## Problem to solve:
Across the entries, how many lines have the string "rough" in them? Reply with only a number.

▽

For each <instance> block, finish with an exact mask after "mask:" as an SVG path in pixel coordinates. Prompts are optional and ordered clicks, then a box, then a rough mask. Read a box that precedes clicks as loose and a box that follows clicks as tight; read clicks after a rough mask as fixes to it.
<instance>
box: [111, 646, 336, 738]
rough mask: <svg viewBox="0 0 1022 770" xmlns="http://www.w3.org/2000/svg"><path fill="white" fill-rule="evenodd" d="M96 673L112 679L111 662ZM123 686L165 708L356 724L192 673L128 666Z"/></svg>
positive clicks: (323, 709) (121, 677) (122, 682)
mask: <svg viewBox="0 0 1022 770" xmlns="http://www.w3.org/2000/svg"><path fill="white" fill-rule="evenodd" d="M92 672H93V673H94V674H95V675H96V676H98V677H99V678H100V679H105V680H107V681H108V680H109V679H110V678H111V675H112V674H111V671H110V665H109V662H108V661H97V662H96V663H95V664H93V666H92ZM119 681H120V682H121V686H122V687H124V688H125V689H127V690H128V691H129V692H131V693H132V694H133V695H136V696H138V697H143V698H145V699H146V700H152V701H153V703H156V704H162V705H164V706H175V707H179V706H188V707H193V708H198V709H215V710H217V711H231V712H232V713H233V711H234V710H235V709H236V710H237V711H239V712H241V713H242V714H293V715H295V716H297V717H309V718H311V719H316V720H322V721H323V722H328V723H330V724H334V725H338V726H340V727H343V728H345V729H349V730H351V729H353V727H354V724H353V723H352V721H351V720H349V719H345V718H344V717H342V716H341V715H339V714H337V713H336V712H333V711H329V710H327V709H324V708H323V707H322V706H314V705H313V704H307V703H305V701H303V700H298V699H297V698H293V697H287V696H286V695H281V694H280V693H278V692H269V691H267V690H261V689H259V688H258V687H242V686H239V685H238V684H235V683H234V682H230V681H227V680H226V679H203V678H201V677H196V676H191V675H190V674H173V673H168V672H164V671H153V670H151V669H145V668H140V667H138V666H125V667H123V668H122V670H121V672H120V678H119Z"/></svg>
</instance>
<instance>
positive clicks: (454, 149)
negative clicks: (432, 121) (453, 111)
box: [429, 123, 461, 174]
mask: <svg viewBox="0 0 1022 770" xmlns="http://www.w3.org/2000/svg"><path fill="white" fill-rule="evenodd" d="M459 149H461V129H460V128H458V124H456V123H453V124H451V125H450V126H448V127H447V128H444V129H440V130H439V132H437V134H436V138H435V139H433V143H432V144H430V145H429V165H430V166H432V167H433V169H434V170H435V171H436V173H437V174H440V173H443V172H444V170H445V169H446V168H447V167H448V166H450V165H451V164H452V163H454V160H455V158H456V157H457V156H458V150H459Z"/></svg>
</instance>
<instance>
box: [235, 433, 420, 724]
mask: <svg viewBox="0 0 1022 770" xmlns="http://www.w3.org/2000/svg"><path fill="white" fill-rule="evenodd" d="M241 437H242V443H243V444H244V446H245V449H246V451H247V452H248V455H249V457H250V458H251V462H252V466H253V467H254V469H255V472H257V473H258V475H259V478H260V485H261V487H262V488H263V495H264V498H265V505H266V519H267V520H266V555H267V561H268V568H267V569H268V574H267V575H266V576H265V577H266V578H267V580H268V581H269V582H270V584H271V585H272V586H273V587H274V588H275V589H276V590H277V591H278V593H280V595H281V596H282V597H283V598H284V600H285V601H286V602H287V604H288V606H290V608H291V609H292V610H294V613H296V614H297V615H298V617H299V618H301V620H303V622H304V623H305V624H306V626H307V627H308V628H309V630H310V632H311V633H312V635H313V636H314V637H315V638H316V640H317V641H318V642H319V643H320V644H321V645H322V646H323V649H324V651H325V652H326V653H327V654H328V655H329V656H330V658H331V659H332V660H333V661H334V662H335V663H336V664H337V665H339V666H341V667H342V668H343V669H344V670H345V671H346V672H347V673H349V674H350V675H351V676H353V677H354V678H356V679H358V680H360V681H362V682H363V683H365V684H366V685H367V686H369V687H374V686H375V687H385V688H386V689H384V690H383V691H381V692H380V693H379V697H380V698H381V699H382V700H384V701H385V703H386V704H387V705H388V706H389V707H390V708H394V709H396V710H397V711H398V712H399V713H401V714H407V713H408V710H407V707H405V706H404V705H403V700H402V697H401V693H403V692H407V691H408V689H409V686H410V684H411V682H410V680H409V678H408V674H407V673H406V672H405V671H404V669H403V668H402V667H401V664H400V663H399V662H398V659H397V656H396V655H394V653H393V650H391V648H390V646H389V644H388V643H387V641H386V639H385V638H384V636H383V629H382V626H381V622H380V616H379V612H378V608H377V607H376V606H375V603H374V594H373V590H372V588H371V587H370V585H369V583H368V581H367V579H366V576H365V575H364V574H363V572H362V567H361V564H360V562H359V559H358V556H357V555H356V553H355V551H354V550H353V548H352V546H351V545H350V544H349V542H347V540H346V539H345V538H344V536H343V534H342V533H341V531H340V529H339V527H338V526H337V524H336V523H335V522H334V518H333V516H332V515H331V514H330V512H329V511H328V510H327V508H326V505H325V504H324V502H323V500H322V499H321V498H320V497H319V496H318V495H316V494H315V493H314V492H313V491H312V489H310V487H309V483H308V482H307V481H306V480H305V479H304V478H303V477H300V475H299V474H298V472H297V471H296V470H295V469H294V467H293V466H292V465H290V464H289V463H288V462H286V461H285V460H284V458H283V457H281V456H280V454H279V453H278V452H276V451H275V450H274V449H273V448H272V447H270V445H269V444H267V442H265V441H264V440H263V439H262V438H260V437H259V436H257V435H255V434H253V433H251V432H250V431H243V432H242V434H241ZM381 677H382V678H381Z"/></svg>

△

## Output for this task:
2